Problem requirements: Turn every line of the items below into a single JSON list of strings, one string per line, omitting blank lines.
☆ ☆ ☆ ☆ ☆ ☆ ☆
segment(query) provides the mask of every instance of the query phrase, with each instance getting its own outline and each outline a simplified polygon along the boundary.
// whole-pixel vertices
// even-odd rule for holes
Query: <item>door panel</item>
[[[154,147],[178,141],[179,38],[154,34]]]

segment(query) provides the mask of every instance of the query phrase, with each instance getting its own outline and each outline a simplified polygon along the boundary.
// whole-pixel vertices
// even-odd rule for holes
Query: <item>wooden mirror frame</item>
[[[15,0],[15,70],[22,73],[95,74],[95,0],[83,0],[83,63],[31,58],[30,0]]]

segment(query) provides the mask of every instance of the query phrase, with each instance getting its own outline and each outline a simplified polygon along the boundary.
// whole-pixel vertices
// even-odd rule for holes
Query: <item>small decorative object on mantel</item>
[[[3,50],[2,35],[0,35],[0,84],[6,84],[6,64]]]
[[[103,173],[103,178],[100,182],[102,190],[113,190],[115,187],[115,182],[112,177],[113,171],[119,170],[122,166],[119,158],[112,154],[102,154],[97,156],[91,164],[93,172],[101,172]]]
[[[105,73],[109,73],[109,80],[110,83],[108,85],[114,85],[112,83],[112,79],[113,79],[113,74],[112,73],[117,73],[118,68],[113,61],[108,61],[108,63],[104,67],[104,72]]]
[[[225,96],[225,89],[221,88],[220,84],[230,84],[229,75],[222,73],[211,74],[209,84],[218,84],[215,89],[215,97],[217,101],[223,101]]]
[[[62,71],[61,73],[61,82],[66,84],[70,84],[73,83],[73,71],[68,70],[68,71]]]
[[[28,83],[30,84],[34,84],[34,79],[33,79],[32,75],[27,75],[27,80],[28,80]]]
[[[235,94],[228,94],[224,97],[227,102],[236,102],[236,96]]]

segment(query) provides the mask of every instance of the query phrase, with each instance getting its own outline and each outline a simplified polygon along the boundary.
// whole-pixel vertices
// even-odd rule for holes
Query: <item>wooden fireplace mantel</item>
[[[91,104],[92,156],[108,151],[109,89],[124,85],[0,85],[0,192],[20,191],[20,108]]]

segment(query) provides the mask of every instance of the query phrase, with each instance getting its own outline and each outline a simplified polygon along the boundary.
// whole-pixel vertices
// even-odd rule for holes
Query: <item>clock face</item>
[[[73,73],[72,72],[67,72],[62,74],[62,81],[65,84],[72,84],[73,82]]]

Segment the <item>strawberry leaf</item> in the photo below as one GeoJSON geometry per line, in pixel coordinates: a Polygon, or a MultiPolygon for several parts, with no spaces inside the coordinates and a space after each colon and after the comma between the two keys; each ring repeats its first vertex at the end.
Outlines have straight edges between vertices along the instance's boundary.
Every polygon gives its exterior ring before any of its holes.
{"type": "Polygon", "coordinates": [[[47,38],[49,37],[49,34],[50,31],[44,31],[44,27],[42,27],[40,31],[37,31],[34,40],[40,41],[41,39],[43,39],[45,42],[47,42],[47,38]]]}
☆ ☆ ☆ ☆ ☆ ☆ ☆
Exercise response:
[
  "segment(query) provides the mask of every instance of the query phrase, with each instance getting its own outline and each outline a simplified polygon along the boundary.",
  "// whole-pixel vertices",
  "// even-odd rule for holes",
  "Query: <item>door panel</item>",
  "[[[154,147],[178,141],[179,38],[154,34]]]",
  "segment(query) provides the mask of every instance of the query phrase, with each instance getting its own outline and each outline a simplified polygon along the boundary.",
  "// whole-pixel vertices",
  "// even-odd rule for holes",
  "Query: <item>wooden mirror frame</item>",
  "[[[15,0],[15,70],[22,73],[95,74],[95,0],[83,0],[83,63],[31,58],[30,0]]]",
  "segment(query) provides the mask of every instance of the query phrase, with each instance getting its own outline and each outline a simplified polygon along the boundary.",
  "// whole-pixel vertices",
  "// even-odd rule for holes",
  "Query: <item>small decorative object on mantel</item>",
  "[[[3,50],[2,35],[0,35],[0,84],[6,84],[6,64]]]",
  "[[[103,173],[103,178],[100,182],[102,190],[113,190],[115,187],[115,182],[112,177],[113,171],[119,170],[122,166],[119,158],[112,154],[102,154],[97,156],[91,164],[93,172],[101,172]]]",
  "[[[105,73],[109,73],[109,80],[110,83],[108,85],[114,85],[112,83],[112,79],[113,79],[113,74],[112,73],[117,73],[118,68],[113,61],[108,61],[108,63],[104,67],[104,72]]]",
  "[[[225,96],[225,89],[221,88],[220,84],[230,84],[229,75],[222,73],[211,74],[209,84],[218,84],[215,89],[215,97],[217,101],[223,101]]]",
  "[[[62,71],[61,73],[61,82],[66,84],[70,84],[73,83],[73,71],[68,70],[68,71]]]",
  "[[[28,83],[30,84],[34,84],[34,79],[33,79],[32,75],[27,75],[27,80],[28,80]]]",
  "[[[235,94],[228,94],[224,97],[227,102],[236,102],[236,96]]]",
  "segment(query) provides the mask of every instance of the query phrase, with each instance getting its own outline and each outline a simplified polygon along the boundary.",
  "// whole-pixel vertices",
  "// even-odd rule for holes",
  "Query: <item>wooden fireplace mantel</item>",
  "[[[91,104],[92,156],[108,151],[109,89],[124,85],[0,85],[0,192],[20,191],[20,108]]]",
  "segment(query) provides the mask of every instance of the query phrase, with each instance getting its own outline and each outline a simplified polygon along the boundary.",
  "// whole-pixel vertices",
  "// even-odd rule for holes",
  "Query: <item>clock face</item>",
  "[[[73,73],[72,72],[67,72],[62,74],[62,81],[65,84],[72,84],[73,82]]]",
  "Segment the <item>strawberry leaf</item> in the photo below as one GeoJSON geometry per line, in pixel coordinates: a Polygon, or a MultiPolygon for several parts, with no spaces inside the coordinates and a space after each colon and after the comma between the two keys; each ring repeats its first vertex at the end.",
  "Outlines have straight edges between vertices along the instance's boundary.",
  "Every polygon gives its exterior ring before any of its holes.",
  "{\"type\": \"Polygon\", \"coordinates\": [[[47,38],[49,37],[49,34],[50,31],[44,31],[44,27],[42,27],[40,31],[37,31],[34,40],[40,41],[41,39],[43,39],[45,42],[47,42],[47,38]]]}"
]